■ **DOCUMENT SECTION**

== Segment start ==

New York: The Earth formed relatively quickly from a cloud of dust and gas around the sun, trapping water and gases in the planet’s mantle, according to a study.
Besides determining Earth’s origins, the study led by a team from the University of California Davis could also help in identifying extrasolar systems that could support habitable planets.
Drawing on data from the depths of the Earth to deep space, Professor Sujoy Mukhopadhyay and postdoctoral researcher Curtis Williams used neon isotopes to show how this planet formed.
“We’re trying to understand where and how the neon in Earth’s mantle was acquired, which tells us how fast the planet formed and in what conditions,” Williams said.
Neon is actually a stand-in for where gases such as carbon dioxide, nitrogen came from, Williams said.
Unlike these compounds that are essential for life, neon is an inert noble gas, and is not influenced by chemicals and biological processes.
“Neon keeps a memory of where it came from even after four and a half billion years,” Mukhopadhyay said.
For the study, published in the journal Nature,A the team accurately measured the ratios of neon isotopes that were trapped in the Earth’s mantle when the planet formed.A
Neon has three isotopes, neon-20, 21 and 22. All three are stable and non-radioactive, but neon-21 is formed by radioactive decay of uranium.

== Segment end ==

(Data items)
== Segment start ==

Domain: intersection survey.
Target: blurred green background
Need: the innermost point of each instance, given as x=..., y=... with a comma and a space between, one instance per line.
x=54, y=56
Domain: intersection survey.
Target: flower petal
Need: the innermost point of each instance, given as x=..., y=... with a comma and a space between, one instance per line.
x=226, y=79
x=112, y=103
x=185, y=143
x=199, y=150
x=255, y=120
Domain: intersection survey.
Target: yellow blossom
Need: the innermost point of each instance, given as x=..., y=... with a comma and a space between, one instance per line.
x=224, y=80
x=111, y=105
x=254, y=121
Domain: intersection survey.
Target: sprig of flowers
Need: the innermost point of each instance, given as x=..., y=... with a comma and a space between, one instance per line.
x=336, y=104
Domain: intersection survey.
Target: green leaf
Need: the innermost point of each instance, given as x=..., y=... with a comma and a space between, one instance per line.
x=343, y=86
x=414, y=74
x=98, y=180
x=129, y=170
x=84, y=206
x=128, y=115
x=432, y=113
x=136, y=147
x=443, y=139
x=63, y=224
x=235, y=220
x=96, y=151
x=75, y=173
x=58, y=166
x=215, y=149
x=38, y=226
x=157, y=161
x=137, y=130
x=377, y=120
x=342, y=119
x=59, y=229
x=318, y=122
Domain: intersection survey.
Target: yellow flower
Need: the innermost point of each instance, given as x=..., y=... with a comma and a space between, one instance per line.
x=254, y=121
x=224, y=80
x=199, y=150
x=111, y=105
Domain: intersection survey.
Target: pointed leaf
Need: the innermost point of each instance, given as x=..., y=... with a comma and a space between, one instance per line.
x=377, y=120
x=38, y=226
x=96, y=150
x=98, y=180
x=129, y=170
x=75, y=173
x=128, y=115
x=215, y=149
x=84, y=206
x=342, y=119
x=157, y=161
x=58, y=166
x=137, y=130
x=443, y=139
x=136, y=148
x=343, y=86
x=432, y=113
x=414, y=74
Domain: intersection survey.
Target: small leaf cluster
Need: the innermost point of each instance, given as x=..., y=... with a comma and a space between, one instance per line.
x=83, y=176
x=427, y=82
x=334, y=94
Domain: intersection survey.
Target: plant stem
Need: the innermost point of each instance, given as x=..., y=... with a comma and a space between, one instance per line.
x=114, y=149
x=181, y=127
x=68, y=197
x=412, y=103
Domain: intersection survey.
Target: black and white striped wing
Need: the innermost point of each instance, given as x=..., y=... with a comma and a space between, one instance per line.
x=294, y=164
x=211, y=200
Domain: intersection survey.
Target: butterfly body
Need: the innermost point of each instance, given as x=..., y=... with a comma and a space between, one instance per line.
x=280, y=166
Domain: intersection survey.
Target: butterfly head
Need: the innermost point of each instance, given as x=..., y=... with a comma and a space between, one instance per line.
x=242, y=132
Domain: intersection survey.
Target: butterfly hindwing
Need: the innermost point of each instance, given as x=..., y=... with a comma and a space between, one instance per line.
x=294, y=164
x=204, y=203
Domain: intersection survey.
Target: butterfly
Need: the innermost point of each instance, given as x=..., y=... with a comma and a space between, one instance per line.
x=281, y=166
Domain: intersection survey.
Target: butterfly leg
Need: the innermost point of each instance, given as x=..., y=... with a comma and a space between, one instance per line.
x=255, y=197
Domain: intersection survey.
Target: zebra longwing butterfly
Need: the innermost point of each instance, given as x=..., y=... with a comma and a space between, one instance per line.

== Segment end ==

■ **QUESTIONS**
(1) Using the article on Earth's formation, decide whether each statement agrees with it: (a) the study was led by a team from the University of California Davis; (b) neon is influenced by chemicals and biological processes; (c) all three neon isotopes are radioactive. For each, answer yes or no and quote the deciding words from the article.
(2) According to the article on Earth's formation, what process forms neon-21?
(3) Resume the article on Earth's formation after its last sentence.

■ **ANSWERS IN ORDER**
(1)
(a) Yes: "the study led by a team from the University of California Davis"
(b) No: "is not influenced by chemicals and biological processes"
(c) No: "All three are stable and non-radioactive"

(2) Neon-21 is formed by radioactive decay of uranium.

(3)
So the amounts of neon-20 and 22 in the Earth have been stable since the planet formed and will remain so forever, but neon-21 slowly accumulates over time. The three scenarios for Earth’s formation are predicted to have different ratios of neon-20 to neon-22, the researchers noted.
The isotope ratios they found were well above those for the “irradiated particles” or “late accretion” models, Williams said, and support rapid early formation.
“This is a clear indication that there is nebular neon in the deep mantle,” Williams said.
The results imply that to absorb these vital compounds, a planet must reach a certain size — the size of Mars or a little larger — before the solar nebula dissipates. Observations of other solar systems show that this takes about two to three million years, Williams said.